━━━ Provided material

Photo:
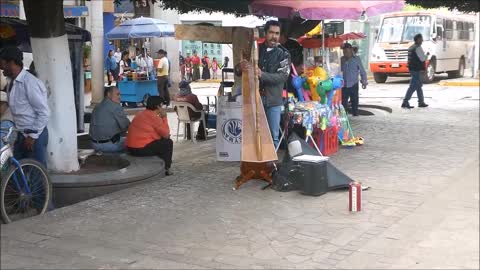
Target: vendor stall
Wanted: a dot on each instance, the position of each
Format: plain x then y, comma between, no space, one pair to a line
138,84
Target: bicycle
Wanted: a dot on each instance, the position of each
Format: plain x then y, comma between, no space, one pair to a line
26,189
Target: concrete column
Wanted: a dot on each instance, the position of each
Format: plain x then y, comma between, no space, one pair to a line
21,11
477,45
96,17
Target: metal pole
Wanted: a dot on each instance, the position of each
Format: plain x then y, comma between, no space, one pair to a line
323,43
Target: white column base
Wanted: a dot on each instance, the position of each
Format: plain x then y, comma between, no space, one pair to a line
52,62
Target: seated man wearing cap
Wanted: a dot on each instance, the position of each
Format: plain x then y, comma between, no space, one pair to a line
6,120
27,97
351,68
186,95
109,123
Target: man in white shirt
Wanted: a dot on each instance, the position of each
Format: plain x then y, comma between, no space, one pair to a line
118,55
27,97
162,76
416,66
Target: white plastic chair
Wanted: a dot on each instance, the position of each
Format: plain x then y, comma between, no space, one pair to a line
184,117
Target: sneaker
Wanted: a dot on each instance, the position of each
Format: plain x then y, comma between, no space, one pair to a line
406,105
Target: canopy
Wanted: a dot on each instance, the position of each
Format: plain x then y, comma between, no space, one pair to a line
142,27
321,9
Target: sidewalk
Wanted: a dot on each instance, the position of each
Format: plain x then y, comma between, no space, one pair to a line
460,82
422,210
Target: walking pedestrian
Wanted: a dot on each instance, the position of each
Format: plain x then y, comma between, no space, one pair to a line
181,62
162,77
352,67
416,66
205,66
196,66
214,68
111,67
27,97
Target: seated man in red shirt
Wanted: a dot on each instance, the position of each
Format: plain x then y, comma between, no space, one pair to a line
186,95
149,133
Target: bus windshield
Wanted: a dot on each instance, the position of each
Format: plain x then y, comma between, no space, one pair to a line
403,29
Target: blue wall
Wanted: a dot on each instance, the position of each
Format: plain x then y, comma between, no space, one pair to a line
108,24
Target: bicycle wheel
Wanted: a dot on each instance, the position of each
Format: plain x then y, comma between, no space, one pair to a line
16,203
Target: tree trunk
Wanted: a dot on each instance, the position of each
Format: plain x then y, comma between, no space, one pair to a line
52,62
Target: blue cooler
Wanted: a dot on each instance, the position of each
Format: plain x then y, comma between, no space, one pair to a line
212,121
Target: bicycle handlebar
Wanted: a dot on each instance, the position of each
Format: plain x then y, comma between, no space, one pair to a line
12,129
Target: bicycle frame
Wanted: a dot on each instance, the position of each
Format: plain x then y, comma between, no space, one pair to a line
12,161
24,179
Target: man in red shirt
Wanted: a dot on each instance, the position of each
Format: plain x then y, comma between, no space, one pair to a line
186,95
149,133
188,67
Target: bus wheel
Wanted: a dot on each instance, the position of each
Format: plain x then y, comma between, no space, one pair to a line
380,77
429,73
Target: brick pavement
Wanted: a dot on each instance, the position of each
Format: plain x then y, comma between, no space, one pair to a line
422,210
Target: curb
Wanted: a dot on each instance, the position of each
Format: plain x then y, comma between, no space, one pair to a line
459,83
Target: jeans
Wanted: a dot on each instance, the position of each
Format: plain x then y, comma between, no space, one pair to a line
162,85
110,147
162,148
415,85
39,152
351,92
274,114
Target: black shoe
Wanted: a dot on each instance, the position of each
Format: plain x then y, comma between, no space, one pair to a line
406,105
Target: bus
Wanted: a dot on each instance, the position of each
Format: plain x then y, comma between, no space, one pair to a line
448,38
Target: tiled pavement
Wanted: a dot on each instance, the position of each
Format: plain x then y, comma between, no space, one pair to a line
421,212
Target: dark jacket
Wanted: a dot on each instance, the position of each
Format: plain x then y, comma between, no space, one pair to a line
108,119
414,62
275,66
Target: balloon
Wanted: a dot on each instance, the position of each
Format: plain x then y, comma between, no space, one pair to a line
331,94
307,95
305,85
320,73
337,82
327,85
321,93
297,83
312,82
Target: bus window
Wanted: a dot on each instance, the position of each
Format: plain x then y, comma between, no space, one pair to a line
417,25
389,31
439,32
448,29
471,31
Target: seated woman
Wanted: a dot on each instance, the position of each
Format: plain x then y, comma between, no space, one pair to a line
149,134
186,95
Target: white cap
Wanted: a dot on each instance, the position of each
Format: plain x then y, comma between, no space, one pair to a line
3,96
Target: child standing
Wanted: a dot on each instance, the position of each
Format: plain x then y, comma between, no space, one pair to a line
214,68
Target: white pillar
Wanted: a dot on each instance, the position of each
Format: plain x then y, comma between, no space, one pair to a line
96,17
56,71
21,11
477,45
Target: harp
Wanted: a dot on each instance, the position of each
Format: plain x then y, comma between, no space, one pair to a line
258,151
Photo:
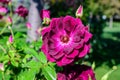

━━━━━━

Reproduce all of the lines above verbatim, leaving the pictures out.

Photo:
Target: vendor stall
Wanted: a dot on each instance, the position of each
Format: plain x then y, comma between, no space, one pair to a line
138,84
Target: bicycle
Wanted: a dot on each instance, the position of each
Format: plain x then y, comma between, no space, one pair to a line
26,189
Target: concrete column
Wanted: a dot on each instance, the position of each
Format: plain x then y, comma between, no space, one pair to a line
21,11
477,45
96,17
Target: metal pole
Wanted: a dot on each instance, the position of each
Format: plain x then y, comma between, no space, one pair to a line
323,43
Target: white column base
Wanted: a dot on each instance, the position of each
Format: plain x then y, comma between, no space, one pair to a line
52,62
Target: seated man wearing cap
Wanted: a dot on each instance, the position of each
Format: plain x then y, comma between, no space, one pair to a line
6,120
27,97
351,68
186,95
109,123
Target: man in white shirt
Wanted: a dot on each instance, the position of each
Format: plain x then y, comma between, no space, one pair to a line
118,55
27,97
162,76
416,66
Target: white plastic chair
Wanted: a dot on each instance, the position of each
Format: plain x then y, comma between, no space, one pair to a line
184,117
Target: sneaker
Wanted: a dot on each instance, the position of each
Format: plain x then y, comma between, no space, one pair to a line
406,105
Target: canopy
Wanted: a dot on each instance, the position of each
Format: plain x then y, comma between, no space, one pair to a line
142,27
321,9
Target: sidewalk
Wanted: a dot on each instance, the position of each
Format: plain x then y, comma between, no space, one pair to a line
460,82
422,210
Target: walking pedestrian
Wanted: a dot on each instance, the position of each
Format: plain x then y, comma between, no space, one pair to a line
181,62
162,77
352,67
416,66
205,66
196,66
214,68
111,67
27,97
Target: seated man in red shirt
Wanted: a dot on each instance, the position of each
Format: plain x then y, comma between, no space, one pair to a line
186,95
149,133
Target: bus windshield
Wanted: a dot on each instance, the position of each
Format: plain x then y, comma between, no space, one pair to a line
403,29
Target: blue wall
Wanted: a dot on each instance, the position of each
Format: plain x then y, comma between, no space, one pair to a line
108,24
Target: bicycle wheel
Wanted: a dot on each instance, the position of each
Format: plain x then y, comma between, no space, one pair to a line
16,203
Target: tree trunk
Wanted: a dot on each instance, the position of each
Format: plain x then y, comma between, no space, one pair to a line
52,62
Target: blue cooler
Wanted: a dot on each instance, the position of each
Format: plain x then y, comma between, no space, one pair to a line
212,121
Target: bicycle handlebar
Wanted: a dot on each instance, the position of each
Format: plain x then y, comma between, no space, one pair to a line
12,129
Target: bicycle frame
Wanted: a dot on each instance, the position of each
Format: plain x then y, comma between, no space, one pair to a line
12,161
24,179
Target: man in red shirt
Wanted: a dot on each instance, the position of each
Format: plain x then y, comma between, no space, one pair to a line
186,95
149,133
188,67
Target: bus wheel
Wanted: a dot on each instance, the position of each
Format: plain x then y, comma between, no space, one pair to a line
380,77
429,73
Target: brick pavement
Wanted: a dot on each instance, the position of each
Format: plain x then y, comma between, no space, one pair to a line
422,210
Target: curb
Wanted: a dot on each instance, the position of each
Format: plain x then y, comma between, no space, one pair to a line
459,83
Target: jeans
Wanted: a dot on each instance, the position of each
Format: plain x then y, comma between, no space, one pair to a line
162,85
110,147
162,148
415,85
39,152
351,92
274,114
Target: black shoe
Wanted: a dot on each instance, the position of each
Format: plain x then y, comma between, no space, one pair to a line
406,105
Target: bus
Wanted: a dot on each instance, the position of each
Format: plain x then y, comma between, no space, one pair to a line
448,38
Target: tiled pavement
Wanted: a dot on each instance, the position of each
Format: plain x then y, comma between, no space, one pair to a line
421,212
Target: dark jacket
Wanted: a dot on each instance, the position of each
Format: plain x then y, comma between, no space, one pair to a line
108,119
414,62
275,66
Target: balloon
Wanted: a dot on each instance, the position of each
Format: plain x then y, comma between, no space, one pair to a line
331,94
307,95
305,85
320,73
337,82
327,85
321,93
297,83
312,82
Target: bus window
Wanted: a dot on each instance, the position of each
Format: plain x then y, comma between, no space, one pair to a line
417,25
389,31
439,32
448,29
471,31
Target: seated woman
Wanted: a dot on each instance, the position of each
Format: plain x then y, comma between, no space, one pair to a line
149,134
186,95
Target: white cap
Wanted: a dot on each instance, the position of each
Format: plain x then y, comma between, no space, one pair to a line
3,96
Target: child standing
Wanted: a dot on each instance, the position of each
Format: plain x then y, comma between, no space, one pair to a line
214,68
Target: white pillar
Wanted: a dot on each instance, the position of each
Format: plain x then y, comma between, no space, one pair to a line
96,17
56,71
21,11
477,45
Target: harp
Wanted: a dot on each instance, the position of each
Format: plain x then y, comma between, no space, one pair to a line
258,151
Photo:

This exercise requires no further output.